### [What is asked]
Repeat every line below, requests included, multiplying each bounding-box coordinate in the answers by 2.05 and rounding to the nearest whole number, with halves rounded up. Leave the numbers in the requests and their format samples unchanged.

### [Dataset excerpts]
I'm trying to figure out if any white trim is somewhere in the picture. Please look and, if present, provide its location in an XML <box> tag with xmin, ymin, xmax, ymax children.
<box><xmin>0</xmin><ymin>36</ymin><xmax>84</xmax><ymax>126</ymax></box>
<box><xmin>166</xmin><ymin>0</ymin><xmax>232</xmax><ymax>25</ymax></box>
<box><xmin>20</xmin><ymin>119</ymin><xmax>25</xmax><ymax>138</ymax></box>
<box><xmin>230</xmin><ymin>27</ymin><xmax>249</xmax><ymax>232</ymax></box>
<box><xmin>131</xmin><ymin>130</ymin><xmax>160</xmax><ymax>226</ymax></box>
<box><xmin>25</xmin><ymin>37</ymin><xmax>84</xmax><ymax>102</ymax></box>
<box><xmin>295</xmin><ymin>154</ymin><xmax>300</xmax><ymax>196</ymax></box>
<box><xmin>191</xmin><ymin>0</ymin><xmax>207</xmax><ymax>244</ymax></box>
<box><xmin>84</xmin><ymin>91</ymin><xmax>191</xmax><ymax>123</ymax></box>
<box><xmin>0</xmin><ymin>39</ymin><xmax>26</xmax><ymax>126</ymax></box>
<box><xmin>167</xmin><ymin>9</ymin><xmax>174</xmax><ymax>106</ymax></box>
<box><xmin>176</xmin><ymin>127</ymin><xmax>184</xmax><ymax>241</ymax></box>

### [Result below]
I'm trying to figure out if any white trim is somewhere in the picture. Please look and, if present, provide its location in an XML <box> tag with xmin, ymin, xmax, ymax children.
<box><xmin>0</xmin><ymin>74</ymin><xmax>172</xmax><ymax>258</ymax></box>
<box><xmin>340</xmin><ymin>0</ymin><xmax>476</xmax><ymax>51</ymax></box>
<box><xmin>41</xmin><ymin>244</ymin><xmax>51</xmax><ymax>283</ymax></box>
<box><xmin>472</xmin><ymin>55</ymin><xmax>510</xmax><ymax>476</ymax></box>
<box><xmin>269</xmin><ymin>267</ymin><xmax>328</xmax><ymax>463</ymax></box>
<box><xmin>51</xmin><ymin>76</ymin><xmax>172</xmax><ymax>209</ymax></box>
<box><xmin>605</xmin><ymin>316</ymin><xmax>615</xmax><ymax>402</ymax></box>
<box><xmin>392</xmin><ymin>0</ymin><xmax>424</xmax><ymax>500</ymax></box>
<box><xmin>172</xmin><ymin>187</ymin><xmax>392</xmax><ymax>252</ymax></box>
<box><xmin>0</xmin><ymin>80</ymin><xmax>53</xmax><ymax>258</ymax></box>
<box><xmin>342</xmin><ymin>18</ymin><xmax>357</xmax><ymax>217</ymax></box>
<box><xmin>361</xmin><ymin>260</ymin><xmax>377</xmax><ymax>494</ymax></box>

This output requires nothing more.